Set down the records starting at the line that contains "[locate] child's eye" and ending at the line that contains "<point>105,108</point>", copying each line unchanged.

_Dataset rows_:
+++

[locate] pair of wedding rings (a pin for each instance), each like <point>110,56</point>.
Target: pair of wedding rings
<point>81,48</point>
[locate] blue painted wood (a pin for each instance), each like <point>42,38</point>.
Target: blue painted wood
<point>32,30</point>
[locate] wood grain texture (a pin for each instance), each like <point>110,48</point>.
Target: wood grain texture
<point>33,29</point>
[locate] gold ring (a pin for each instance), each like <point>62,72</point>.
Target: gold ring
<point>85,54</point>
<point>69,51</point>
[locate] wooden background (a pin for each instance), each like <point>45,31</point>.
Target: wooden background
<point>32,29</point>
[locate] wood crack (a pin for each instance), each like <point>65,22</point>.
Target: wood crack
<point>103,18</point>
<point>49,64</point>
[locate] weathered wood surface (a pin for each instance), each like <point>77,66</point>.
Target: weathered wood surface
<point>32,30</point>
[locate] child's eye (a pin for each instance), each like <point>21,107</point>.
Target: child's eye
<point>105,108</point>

+++

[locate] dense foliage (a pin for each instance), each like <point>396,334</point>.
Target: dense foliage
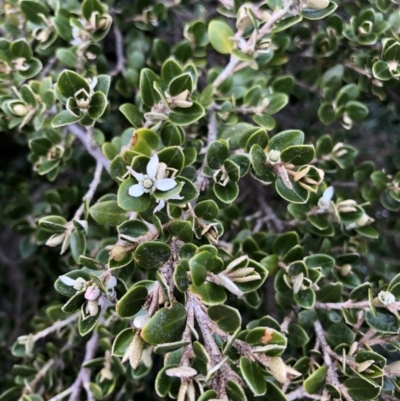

+++

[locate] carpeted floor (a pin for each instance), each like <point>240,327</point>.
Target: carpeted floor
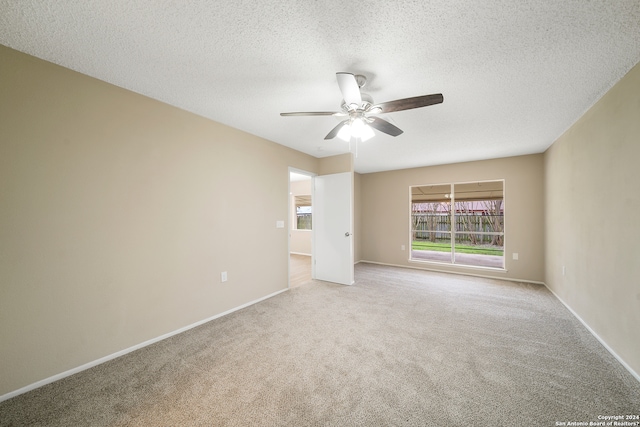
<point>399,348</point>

+++

_Exercise result_:
[locate] child's eye (a pin for each instance), each like <point>21,107</point>.
Target: child's eye
<point>105,108</point>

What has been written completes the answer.